# WHAT YOU NEED TO DO
Pick out each line in the data below that contains the word "would", and copy those lines.

# DATA FOR THE TASK
━━━━━━━━━━━━━━━━

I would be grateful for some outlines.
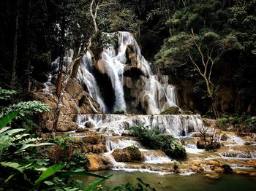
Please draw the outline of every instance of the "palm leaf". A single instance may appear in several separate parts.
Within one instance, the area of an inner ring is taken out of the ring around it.
[[[50,166],[48,168],[47,168],[45,171],[44,171],[41,174],[39,179],[36,180],[35,184],[40,184],[42,181],[53,176],[54,174],[56,174],[59,170],[61,170],[64,167],[65,167],[65,164],[64,163],[58,163]]]
[[[105,179],[108,179],[108,177],[101,176],[97,174],[93,174],[90,172],[86,171],[78,171],[78,172],[61,172],[60,174],[61,176],[78,176],[78,175],[85,175],[85,176],[94,176],[97,178]]]
[[[29,166],[33,165],[33,163],[29,164],[20,164],[14,162],[1,162],[0,165],[4,167],[9,167],[19,171],[23,173],[24,170],[27,169]]]

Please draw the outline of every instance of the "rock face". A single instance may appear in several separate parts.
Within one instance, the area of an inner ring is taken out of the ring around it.
[[[116,149],[112,153],[117,162],[143,161],[143,157],[140,151],[135,147],[128,147],[124,149]]]
[[[96,110],[101,112],[99,104],[83,90],[83,87],[75,79],[69,79],[65,91],[56,131],[66,132],[78,129],[78,125],[75,122],[78,114],[96,113]],[[58,102],[55,89],[42,89],[32,92],[31,96],[33,100],[42,101],[50,107],[50,113],[39,115],[38,123],[42,132],[53,131],[54,112]]]
[[[110,161],[99,155],[87,155],[89,163],[87,164],[88,170],[99,171],[111,168],[112,165]]]
[[[181,112],[180,109],[178,106],[170,106],[169,109],[162,112],[162,114],[179,114]]]

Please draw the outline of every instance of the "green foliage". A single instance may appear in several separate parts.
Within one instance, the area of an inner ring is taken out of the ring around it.
[[[38,178],[38,179],[36,180],[34,183],[36,184],[40,184],[42,181],[53,176],[54,174],[61,170],[64,167],[65,164],[63,163],[54,164],[50,166],[41,174],[41,176]]]
[[[113,114],[124,114],[125,112],[124,110],[116,110],[113,112]]]
[[[0,113],[0,117],[17,110],[19,111],[19,118],[32,116],[37,113],[50,112],[50,111],[47,104],[40,101],[21,101],[18,104],[10,105],[10,106],[2,108],[1,112]]]
[[[16,90],[9,90],[0,87],[0,100],[10,100],[12,98],[12,96],[17,93]]]
[[[19,112],[10,112],[7,116],[0,119],[1,190],[5,189],[78,190],[78,188],[75,187],[78,185],[78,181],[67,182],[65,179],[67,176],[86,175],[100,178],[100,181],[93,182],[86,187],[83,184],[80,184],[80,188],[85,187],[85,190],[90,190],[86,188],[94,188],[97,184],[108,178],[84,171],[63,172],[61,170],[66,166],[65,164],[57,163],[49,166],[48,160],[35,158],[35,156],[40,153],[29,149],[34,147],[53,145],[53,144],[44,143],[42,142],[42,139],[31,137],[26,132],[26,129],[10,129],[6,127],[5,125],[18,113]],[[80,163],[84,159],[81,153],[75,154],[75,156]],[[50,181],[47,181],[50,177]],[[32,183],[34,181],[36,187]],[[13,182],[15,182],[15,184]],[[24,187],[25,185],[26,187]]]
[[[113,188],[113,191],[122,191],[122,190],[129,190],[129,191],[155,191],[156,189],[151,187],[149,184],[145,183],[140,178],[136,178],[138,181],[137,185],[133,185],[131,183],[127,183],[125,184],[121,184],[120,186]]]
[[[170,106],[169,109],[161,112],[161,114],[179,114],[181,112],[178,106]]]
[[[84,166],[89,163],[89,160],[85,153],[76,151],[73,154],[72,162],[73,162],[75,165]]]
[[[170,135],[162,133],[158,129],[147,129],[143,125],[133,126],[130,134],[137,136],[145,147],[154,149],[162,149],[173,158],[184,159],[187,157],[185,148]]]
[[[103,48],[108,48],[116,43],[117,38],[115,34],[110,36],[105,33],[98,31],[92,36],[90,49],[94,52],[95,59],[99,60]]]

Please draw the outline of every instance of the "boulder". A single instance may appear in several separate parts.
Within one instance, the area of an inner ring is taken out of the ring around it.
[[[206,144],[205,144],[205,142],[204,142],[203,140],[201,140],[201,139],[198,140],[198,141],[197,141],[197,149],[205,149],[205,148],[206,148]]]
[[[180,109],[178,106],[170,106],[167,110],[162,112],[161,114],[180,114]]]
[[[131,146],[124,149],[116,149],[112,155],[117,162],[143,161],[143,157],[138,148]]]
[[[72,78],[67,81],[65,90],[71,96],[81,93],[83,91],[82,85],[80,85],[80,84],[79,84],[79,82],[75,79]]]
[[[227,136],[225,133],[222,134],[221,138],[220,138],[220,140],[221,141],[227,141]]]
[[[222,168],[223,169],[223,173],[225,174],[233,174],[233,169],[229,165],[225,164],[222,165]]]
[[[69,79],[65,90],[56,129],[56,131],[59,132],[77,130],[78,125],[76,123],[76,118],[78,114],[101,112],[99,104],[83,90],[82,86],[75,79]],[[31,92],[29,95],[30,99],[39,101],[50,108],[50,112],[39,114],[37,123],[41,128],[40,130],[44,133],[53,131],[54,112],[58,103],[55,91],[55,88],[50,87],[48,89],[40,89],[37,92]]]
[[[106,157],[99,155],[86,155],[89,163],[86,164],[89,171],[108,170],[112,168],[111,163]]]
[[[87,121],[84,126],[86,128],[94,128],[94,124],[91,121]]]

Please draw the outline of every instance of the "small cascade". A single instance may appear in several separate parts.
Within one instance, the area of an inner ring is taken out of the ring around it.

━━━━━━━━━━━━━━━━

# WORKED SOLUTION
I would be grateful for some outlines.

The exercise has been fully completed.